## GOAL OF THE EXERCISE
A faithful copy is required: transcribe each line below exactly, minus the pictures.

Natural-language object grounding data:
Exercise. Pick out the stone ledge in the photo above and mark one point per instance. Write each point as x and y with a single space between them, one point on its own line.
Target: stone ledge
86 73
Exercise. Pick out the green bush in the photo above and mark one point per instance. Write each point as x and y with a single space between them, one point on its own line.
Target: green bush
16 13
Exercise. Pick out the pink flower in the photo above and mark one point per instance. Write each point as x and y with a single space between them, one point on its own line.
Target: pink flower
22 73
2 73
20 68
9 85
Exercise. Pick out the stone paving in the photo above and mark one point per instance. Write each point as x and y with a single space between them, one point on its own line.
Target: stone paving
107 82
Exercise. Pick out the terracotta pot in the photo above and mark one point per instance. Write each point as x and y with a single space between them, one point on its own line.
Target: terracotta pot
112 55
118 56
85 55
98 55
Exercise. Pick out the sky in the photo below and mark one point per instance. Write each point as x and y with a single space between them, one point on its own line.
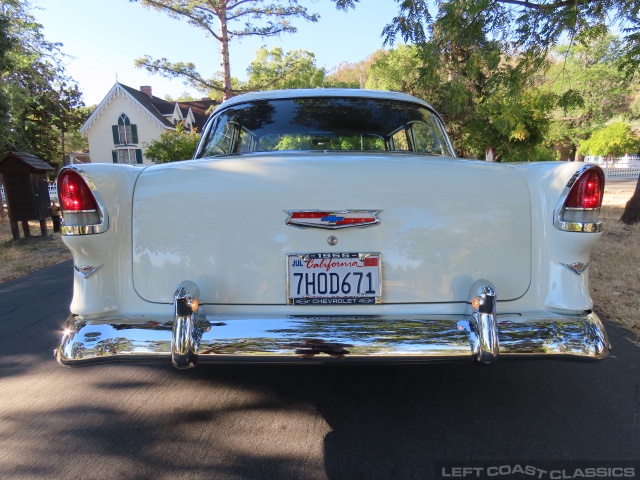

## ANSWER SPACE
Exercise. Pick out the stone ledge in the photo above and mark one point per instance. Write each point as x and y with a single space between them, one point on its own line.
Target: stone ledge
86 73
Exercise. Pick out the green bush in the photo above and mark one point per instance. Write each point as x and y with a single space between them, one point on its own line.
Target: green bush
16 13
Exercise. Pick out the pink flower in the photo above and mark one point per instance. Write each point as x and y with a single space between them, one point on its own line.
Target: pink flower
22 73
2 73
20 68
9 85
Exercise. Pick out the stone paving in the photo above and mark one point per instance. Write each point as x and y with a single space between them, one point on its own line.
Target: stone paving
107 82
Exercise. Pick out the terracotta pot in the photo above and mark one point per instance. Write each point as x and y with a single space between them, one point on its own line.
Target: terracotta pot
112 55
118 56
85 55
98 55
Exercise. Pick out the sky in the photo below and mark one point per instance. Write each point as x and y with a single space between them, one point on its own line.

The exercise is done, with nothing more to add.